> _Given request 1_
Count the lines in the listing that contain the string "instance", treating uppercase and lowercase as different, and reply with the number alone.

How Do You Calculate Electric Potential and Field on a Circular Plate's Axis?

[Kruum]

Homework Statement

Charge is uniformly distributed along a circular plate (radius R). surface charge is \sigma.
a) Determine the electric potential on the plates axis distance x from the center of the plate.
b) Calculate the electric field on the axis distant >x from the center of the plate.

The Attempt at a Solution

http://www.aijaa.com/img/b/00132/3756420.jpg
http://www.aijaa.com/img/b/00540/3756421.jpg

I couldn't get the E field any "cleaner" and in a I wasn't sore about the substitution of A (i.e. can I do it like that). fire my methods correct?

And don't mind my handwriting, MS Paint isn't that responsive.

Edit: Holy crap! Can I resize the images?

> _Given request 2_
Rewrite the forum thread on the charged plate from "b) Calculate the" to "isn't that responsive.", replacing "handwriting" with "drawing".

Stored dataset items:

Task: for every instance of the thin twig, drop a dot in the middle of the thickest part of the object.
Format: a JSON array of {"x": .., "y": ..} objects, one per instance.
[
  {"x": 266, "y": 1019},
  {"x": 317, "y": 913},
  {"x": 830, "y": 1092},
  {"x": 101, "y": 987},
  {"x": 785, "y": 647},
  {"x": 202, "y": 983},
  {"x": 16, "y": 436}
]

> _Task answer 1_
2

> _Task answer 2_
b) Calculate the electric field on the axis distant >x from the center of the plate.

The Attempt at a Solution

http://www.aijaa.com/img/b/00132/3756420.jpg
http://www.aijaa.com/img/b/00540/3756421.jpg

I couldn't get the E field any "cleaner" and in a I wasn't sore about the substitution of A (i.e. can I do it like that). fire my methods correct?

And don't mind my drawing, MS Paint isn't that responsive.